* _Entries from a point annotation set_
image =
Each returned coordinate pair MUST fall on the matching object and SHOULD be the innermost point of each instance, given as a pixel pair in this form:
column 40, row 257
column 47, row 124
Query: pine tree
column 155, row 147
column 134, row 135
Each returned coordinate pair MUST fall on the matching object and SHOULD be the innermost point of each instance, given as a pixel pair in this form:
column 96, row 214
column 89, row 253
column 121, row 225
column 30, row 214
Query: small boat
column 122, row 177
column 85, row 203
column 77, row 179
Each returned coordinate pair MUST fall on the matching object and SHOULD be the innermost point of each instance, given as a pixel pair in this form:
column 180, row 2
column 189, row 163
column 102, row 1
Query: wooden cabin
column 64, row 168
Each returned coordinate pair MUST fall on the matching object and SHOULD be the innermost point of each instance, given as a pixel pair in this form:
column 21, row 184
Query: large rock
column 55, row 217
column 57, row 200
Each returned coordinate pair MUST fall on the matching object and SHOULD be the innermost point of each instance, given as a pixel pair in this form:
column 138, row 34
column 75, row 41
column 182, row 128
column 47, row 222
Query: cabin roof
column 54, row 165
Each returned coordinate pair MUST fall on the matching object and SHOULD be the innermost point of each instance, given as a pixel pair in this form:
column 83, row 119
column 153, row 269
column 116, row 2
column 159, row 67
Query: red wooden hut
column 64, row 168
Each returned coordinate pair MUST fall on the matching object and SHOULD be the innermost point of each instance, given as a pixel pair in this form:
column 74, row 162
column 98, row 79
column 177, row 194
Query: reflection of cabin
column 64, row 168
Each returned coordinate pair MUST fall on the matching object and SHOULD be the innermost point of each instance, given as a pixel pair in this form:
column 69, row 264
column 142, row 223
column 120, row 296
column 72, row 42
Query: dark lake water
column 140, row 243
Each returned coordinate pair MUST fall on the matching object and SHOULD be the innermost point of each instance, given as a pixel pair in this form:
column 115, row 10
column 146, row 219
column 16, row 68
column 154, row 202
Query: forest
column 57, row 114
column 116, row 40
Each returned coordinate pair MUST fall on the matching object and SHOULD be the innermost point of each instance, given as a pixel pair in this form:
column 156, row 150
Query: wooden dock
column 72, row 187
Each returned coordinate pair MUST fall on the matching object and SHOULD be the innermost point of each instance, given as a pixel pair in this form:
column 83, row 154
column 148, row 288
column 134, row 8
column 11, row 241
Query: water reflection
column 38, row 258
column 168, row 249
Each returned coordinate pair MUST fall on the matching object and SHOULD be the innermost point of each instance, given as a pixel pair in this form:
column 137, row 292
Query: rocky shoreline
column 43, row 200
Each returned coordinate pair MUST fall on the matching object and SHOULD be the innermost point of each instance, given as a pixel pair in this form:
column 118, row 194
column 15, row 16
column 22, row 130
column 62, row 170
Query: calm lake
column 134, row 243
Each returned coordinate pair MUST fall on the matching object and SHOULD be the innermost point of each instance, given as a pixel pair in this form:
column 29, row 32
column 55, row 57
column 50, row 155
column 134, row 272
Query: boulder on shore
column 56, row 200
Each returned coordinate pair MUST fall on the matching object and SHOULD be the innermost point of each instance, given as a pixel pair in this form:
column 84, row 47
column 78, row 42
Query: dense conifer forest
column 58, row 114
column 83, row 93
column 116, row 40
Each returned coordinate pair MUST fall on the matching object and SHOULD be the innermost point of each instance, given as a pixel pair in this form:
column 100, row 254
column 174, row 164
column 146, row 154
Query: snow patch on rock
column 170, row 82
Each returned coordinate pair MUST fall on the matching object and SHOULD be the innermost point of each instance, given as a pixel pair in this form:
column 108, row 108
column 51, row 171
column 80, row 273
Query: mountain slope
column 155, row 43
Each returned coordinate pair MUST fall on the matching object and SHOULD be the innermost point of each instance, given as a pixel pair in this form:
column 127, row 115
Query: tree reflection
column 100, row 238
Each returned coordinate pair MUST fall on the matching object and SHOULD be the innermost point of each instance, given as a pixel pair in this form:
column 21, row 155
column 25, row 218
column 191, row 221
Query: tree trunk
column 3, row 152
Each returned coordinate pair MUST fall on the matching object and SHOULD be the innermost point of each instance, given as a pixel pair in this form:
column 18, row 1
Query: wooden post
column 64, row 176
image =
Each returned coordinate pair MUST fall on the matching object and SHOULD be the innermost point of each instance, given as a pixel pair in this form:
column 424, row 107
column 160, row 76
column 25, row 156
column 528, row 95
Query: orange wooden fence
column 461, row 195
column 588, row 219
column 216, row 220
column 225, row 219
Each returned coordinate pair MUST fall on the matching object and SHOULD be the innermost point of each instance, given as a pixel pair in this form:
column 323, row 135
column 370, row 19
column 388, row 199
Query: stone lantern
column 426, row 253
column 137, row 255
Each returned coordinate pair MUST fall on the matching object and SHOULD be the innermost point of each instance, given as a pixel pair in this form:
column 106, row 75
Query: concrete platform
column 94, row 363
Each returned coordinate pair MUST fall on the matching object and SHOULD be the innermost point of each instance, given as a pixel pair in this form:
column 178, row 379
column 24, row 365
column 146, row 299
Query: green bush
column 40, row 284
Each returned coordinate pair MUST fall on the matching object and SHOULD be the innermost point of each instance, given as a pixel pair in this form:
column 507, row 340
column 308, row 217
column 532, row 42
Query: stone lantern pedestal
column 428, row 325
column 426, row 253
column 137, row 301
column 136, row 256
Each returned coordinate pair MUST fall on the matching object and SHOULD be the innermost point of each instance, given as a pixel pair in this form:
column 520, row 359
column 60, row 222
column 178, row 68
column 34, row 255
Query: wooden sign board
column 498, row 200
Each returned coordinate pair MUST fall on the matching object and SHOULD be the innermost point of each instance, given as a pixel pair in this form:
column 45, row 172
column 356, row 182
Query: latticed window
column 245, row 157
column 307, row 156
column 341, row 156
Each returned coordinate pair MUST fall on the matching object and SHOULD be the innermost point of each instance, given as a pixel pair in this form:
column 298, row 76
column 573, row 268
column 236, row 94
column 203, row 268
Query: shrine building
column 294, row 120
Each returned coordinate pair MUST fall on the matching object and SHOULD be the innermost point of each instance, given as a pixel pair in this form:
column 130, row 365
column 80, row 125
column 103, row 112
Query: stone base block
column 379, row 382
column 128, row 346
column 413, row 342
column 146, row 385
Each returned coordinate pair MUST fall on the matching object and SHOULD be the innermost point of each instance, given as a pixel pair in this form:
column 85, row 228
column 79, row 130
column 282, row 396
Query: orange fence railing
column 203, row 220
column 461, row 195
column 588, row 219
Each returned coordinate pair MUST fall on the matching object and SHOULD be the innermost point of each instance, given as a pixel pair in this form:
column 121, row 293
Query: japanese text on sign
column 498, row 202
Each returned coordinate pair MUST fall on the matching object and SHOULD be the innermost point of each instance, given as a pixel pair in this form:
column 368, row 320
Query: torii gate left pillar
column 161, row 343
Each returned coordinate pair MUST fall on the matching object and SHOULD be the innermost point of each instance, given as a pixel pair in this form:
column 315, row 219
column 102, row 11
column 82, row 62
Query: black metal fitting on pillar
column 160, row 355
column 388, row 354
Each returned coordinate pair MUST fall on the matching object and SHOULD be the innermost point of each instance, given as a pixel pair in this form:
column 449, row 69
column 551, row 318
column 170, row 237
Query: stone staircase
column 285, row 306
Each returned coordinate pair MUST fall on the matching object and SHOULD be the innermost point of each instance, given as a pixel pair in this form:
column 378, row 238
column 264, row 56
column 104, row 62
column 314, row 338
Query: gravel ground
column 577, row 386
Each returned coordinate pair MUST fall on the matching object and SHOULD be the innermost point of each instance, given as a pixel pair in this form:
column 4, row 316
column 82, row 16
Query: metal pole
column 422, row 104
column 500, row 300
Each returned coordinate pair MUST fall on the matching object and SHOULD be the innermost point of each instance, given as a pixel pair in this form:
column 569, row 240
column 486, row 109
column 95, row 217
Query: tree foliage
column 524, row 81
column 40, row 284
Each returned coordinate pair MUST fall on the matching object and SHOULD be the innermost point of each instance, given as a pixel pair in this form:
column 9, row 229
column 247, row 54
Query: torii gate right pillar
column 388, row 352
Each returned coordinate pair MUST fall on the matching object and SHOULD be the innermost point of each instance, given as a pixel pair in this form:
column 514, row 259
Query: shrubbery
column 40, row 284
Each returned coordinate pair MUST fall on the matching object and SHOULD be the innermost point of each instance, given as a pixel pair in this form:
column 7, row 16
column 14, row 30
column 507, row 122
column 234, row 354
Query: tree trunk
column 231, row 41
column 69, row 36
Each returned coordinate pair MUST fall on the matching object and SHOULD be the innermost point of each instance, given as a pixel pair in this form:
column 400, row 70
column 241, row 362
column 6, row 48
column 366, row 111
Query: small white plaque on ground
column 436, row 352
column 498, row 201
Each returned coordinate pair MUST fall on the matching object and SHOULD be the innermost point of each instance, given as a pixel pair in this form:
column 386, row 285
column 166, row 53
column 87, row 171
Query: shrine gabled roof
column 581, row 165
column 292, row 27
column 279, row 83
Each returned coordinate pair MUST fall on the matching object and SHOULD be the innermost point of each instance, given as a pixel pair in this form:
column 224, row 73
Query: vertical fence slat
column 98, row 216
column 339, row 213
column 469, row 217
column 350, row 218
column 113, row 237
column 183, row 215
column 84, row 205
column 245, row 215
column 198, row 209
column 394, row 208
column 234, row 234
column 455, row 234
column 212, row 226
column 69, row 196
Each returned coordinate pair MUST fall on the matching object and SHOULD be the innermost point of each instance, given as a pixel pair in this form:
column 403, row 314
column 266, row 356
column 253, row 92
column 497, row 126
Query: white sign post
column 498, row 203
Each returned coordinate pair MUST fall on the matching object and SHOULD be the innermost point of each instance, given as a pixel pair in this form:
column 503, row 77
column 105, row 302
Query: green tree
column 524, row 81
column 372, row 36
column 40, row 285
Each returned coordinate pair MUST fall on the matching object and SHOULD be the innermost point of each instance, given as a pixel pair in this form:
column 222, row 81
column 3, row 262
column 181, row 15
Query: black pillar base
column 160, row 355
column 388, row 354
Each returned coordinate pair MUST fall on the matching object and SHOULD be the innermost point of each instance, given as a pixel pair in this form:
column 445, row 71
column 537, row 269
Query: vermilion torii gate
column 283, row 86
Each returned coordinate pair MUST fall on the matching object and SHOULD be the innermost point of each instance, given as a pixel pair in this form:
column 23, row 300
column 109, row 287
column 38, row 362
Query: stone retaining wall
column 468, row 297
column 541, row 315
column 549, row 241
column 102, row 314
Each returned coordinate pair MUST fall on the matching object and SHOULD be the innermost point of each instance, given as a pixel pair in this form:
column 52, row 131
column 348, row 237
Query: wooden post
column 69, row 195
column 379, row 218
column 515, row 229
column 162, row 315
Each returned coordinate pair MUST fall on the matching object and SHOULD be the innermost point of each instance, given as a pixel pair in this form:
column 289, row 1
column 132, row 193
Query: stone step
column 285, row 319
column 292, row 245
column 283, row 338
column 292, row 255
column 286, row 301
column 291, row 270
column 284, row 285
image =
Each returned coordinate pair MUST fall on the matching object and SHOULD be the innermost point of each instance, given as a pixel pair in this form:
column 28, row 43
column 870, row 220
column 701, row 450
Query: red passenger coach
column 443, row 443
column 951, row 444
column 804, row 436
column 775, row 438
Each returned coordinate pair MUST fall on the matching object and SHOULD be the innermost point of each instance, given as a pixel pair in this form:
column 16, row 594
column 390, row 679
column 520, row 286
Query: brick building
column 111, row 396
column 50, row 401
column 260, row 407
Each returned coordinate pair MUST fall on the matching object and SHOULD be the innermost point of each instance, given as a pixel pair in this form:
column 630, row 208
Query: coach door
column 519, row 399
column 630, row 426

* _Problem description_
Could you rewrite the rows from the start through the line containing "column 54, row 165", changing "innermost" to "most central" and leaving everything else as it is?

* _The answer_
image =
Each returned coordinate pair MUST fall on the matching object and SHOULD be the most central point of each instance, given as a pixel pair in this form:
column 40, row 257
column 47, row 124
Query: pine tree
column 155, row 147
column 134, row 135
Each returned coordinate pair MUST fall on the matching object and SHOULD be the most central point of each instance, given as a pixel pair in this form:
column 96, row 214
column 89, row 253
column 121, row 225
column 30, row 214
Query: small boat
column 122, row 177
column 85, row 203
column 77, row 179
Each returned coordinate pair MUST fall on the matching object and SHOULD be the most central point of each instance, given as a pixel pair in this form:
column 180, row 2
column 189, row 163
column 102, row 1
Query: wooden cabin
column 64, row 168
Each returned coordinate pair MUST fall on the matching object and SHOULD be the most central point of each instance, given as a pixel pair in this form:
column 21, row 184
Query: large rock
column 55, row 217
column 57, row 200
Each returned coordinate pair MUST fall on the matching object and SHOULD be the most central point of each instance, given as a pixel pair in this form:
column 138, row 34
column 75, row 41
column 182, row 128
column 47, row 222
Query: cabin roof
column 54, row 165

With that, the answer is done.